TO BE DONE
Copy the material between the lines holding "Expected: one point per instance of the pink" and "(1205, 799)", inclusive, raising every point coordinate by 71 and leaving all other lines unchanged.

# Start of RECORDS

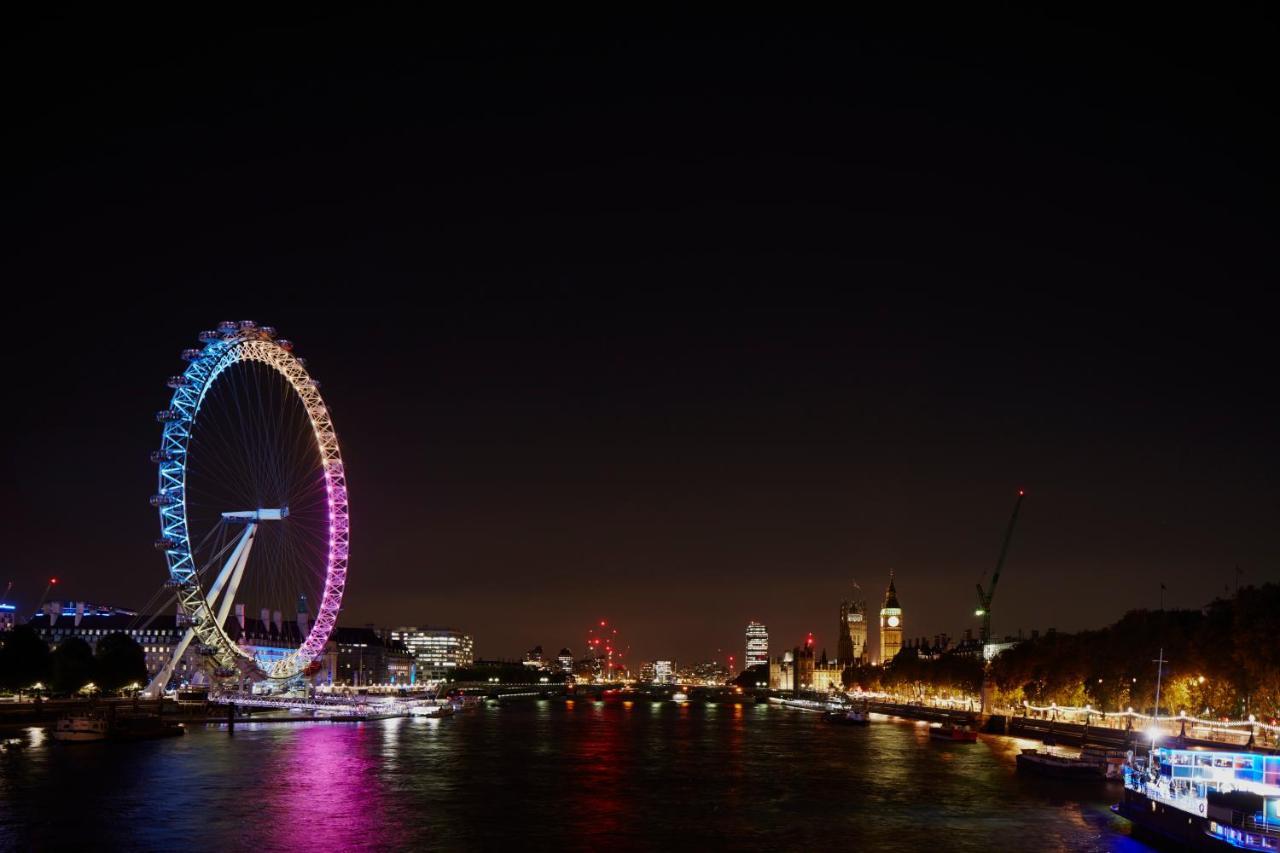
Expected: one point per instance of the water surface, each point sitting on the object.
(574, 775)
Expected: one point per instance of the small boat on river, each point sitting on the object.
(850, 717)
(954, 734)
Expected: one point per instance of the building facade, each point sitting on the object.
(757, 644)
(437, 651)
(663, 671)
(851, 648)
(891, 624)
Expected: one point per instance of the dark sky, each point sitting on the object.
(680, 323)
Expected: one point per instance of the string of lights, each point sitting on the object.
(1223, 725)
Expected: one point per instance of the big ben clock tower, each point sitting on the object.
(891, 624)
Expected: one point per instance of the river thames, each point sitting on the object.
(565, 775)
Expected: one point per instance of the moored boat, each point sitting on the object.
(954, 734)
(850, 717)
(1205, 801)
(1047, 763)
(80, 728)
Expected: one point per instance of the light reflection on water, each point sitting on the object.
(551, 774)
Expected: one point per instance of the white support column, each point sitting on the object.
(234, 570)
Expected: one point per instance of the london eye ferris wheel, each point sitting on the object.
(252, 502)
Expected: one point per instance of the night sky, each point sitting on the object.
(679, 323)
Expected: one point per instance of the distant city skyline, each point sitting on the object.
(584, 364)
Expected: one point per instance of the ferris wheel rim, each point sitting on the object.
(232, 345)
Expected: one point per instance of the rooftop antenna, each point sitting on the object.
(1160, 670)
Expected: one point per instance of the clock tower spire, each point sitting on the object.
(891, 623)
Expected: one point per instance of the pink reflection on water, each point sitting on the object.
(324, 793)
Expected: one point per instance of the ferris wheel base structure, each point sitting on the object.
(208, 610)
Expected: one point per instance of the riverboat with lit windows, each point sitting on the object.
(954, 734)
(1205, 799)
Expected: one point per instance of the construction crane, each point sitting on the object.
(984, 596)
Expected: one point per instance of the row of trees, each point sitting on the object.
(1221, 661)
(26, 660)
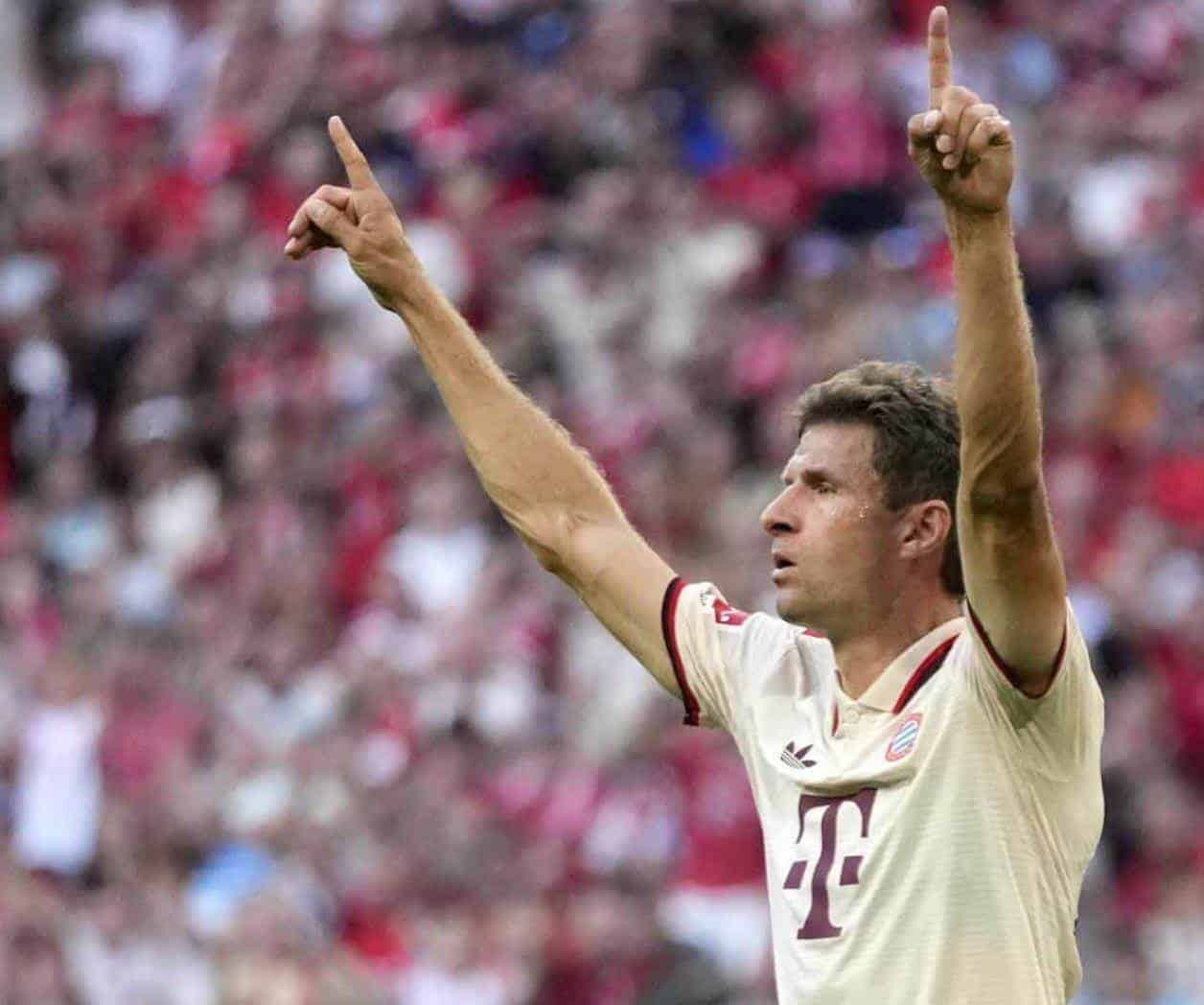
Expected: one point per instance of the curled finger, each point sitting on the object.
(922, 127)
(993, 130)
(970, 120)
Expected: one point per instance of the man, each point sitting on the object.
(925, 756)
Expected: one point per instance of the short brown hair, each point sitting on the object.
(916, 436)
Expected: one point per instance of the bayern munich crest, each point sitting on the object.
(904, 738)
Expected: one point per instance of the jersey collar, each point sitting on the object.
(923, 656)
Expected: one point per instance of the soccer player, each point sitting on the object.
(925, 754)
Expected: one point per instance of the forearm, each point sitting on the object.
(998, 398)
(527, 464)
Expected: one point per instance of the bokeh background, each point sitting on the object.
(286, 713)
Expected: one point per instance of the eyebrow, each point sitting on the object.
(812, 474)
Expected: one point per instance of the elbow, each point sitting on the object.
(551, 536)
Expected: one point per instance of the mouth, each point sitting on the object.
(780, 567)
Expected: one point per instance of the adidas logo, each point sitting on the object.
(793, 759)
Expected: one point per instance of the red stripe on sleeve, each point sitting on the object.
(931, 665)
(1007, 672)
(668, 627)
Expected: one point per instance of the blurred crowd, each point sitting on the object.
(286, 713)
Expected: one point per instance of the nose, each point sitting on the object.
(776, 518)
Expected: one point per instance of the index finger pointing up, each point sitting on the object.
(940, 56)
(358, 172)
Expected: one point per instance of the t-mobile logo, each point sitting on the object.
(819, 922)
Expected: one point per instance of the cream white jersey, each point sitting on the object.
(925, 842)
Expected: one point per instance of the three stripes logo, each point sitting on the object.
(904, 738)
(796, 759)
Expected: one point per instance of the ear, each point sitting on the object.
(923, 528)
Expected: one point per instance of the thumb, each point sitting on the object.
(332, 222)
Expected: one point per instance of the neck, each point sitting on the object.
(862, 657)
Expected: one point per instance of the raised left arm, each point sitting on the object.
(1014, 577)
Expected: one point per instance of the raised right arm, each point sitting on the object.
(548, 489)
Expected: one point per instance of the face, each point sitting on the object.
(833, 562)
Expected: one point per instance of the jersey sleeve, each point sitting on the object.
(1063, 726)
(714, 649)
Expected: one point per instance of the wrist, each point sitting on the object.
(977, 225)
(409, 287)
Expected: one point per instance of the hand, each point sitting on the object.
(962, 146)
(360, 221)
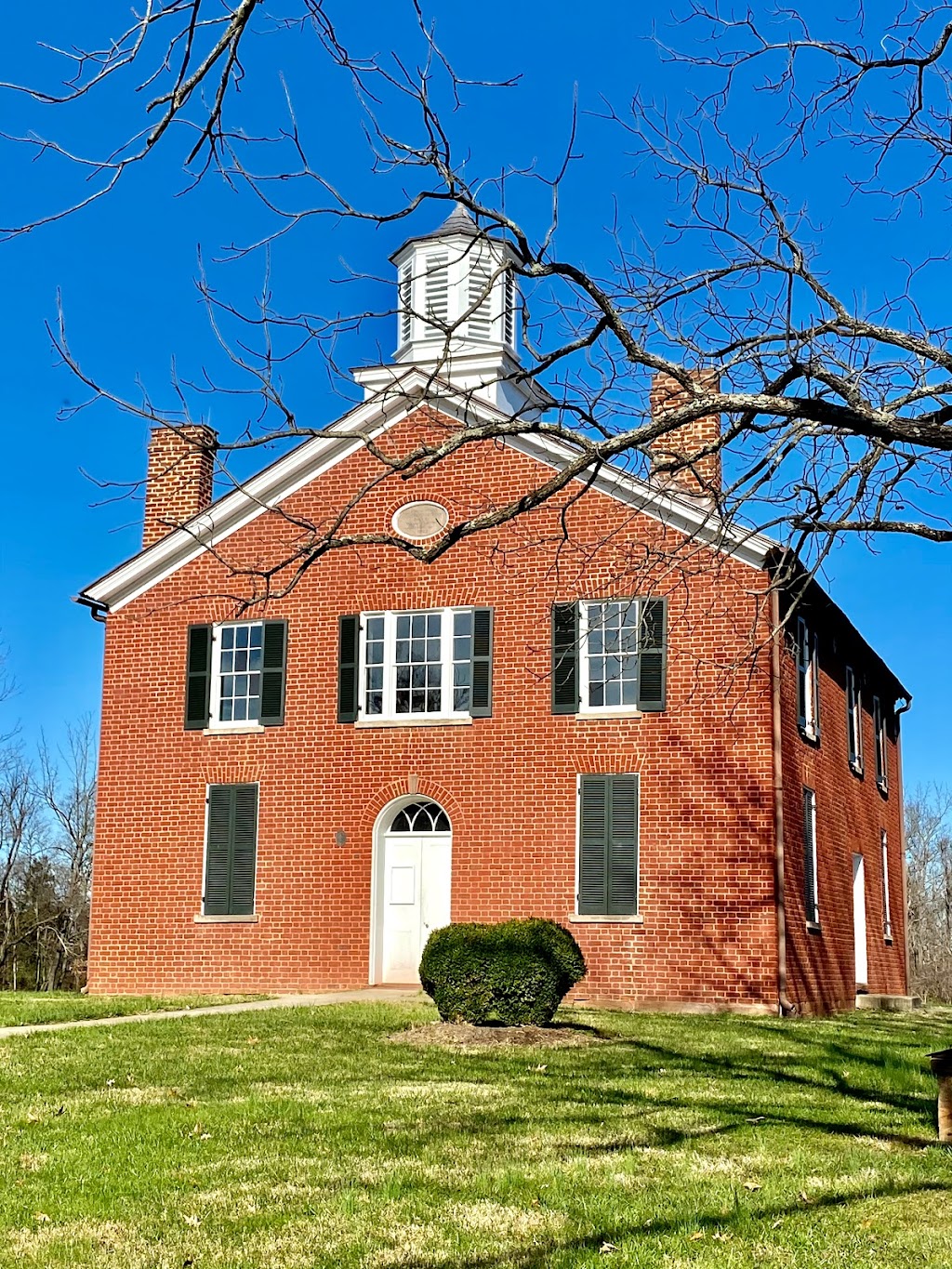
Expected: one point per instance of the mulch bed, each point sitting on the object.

# End of RECORDS

RESPONSE FOR THIS EXERCISE
Expected: one point per instance of the pink reflection on water, each point sitting on the object.
(395, 864)
Expected: one point per instance of the ferris wheel base structure, each point sitting on the object.
(279, 681)
Expected: one point per instance of the riverboat with lit windows, each point sitting on the object.
(1025, 805)
(1276, 870)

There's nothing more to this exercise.